■ **Task instructions**
List each line of the data that holds the string "blazer", please.

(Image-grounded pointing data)
= Beginning of Section =

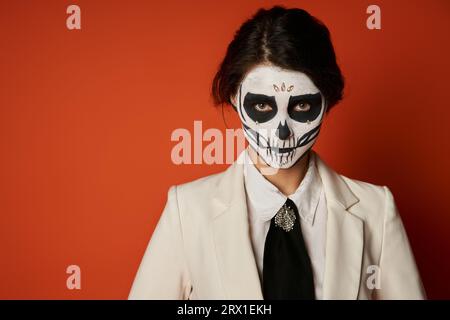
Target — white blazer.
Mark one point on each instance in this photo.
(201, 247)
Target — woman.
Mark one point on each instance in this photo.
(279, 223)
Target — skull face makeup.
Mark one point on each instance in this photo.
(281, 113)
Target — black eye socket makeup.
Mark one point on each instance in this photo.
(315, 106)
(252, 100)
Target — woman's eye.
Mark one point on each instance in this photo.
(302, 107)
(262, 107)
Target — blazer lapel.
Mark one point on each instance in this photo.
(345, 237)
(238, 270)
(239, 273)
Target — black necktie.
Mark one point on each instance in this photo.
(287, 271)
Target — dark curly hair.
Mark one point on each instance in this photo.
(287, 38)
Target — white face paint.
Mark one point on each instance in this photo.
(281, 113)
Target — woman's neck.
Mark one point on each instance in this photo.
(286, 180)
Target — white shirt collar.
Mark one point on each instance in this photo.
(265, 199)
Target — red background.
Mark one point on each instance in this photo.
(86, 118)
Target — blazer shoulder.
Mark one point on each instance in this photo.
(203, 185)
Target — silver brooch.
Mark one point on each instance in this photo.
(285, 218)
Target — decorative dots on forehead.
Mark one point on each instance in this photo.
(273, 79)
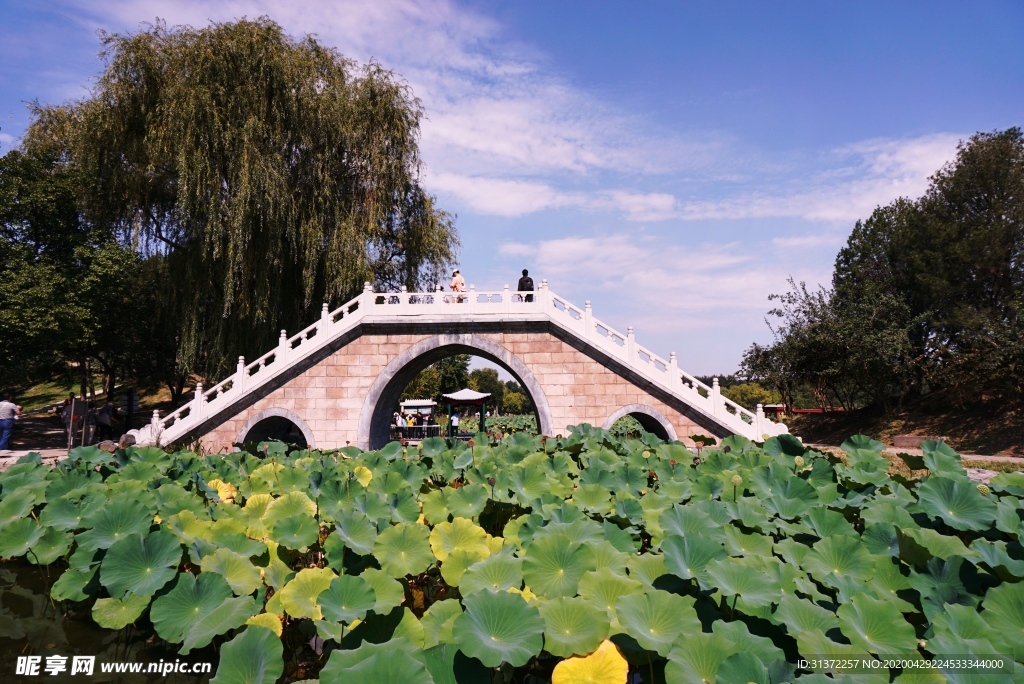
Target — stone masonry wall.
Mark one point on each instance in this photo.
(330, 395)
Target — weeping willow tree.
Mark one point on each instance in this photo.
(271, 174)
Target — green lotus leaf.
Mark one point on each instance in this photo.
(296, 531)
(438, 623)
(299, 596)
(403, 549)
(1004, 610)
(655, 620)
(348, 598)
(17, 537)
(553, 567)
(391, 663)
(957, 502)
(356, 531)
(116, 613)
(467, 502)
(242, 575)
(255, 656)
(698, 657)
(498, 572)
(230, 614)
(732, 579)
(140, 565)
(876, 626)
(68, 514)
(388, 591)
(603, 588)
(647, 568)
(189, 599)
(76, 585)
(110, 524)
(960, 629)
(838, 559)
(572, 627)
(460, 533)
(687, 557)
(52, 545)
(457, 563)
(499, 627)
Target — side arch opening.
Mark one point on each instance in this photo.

= End of Section =

■ **Task answer**
Target — white blazer.
Target — blazer lapel.
Target — blazer shoulder.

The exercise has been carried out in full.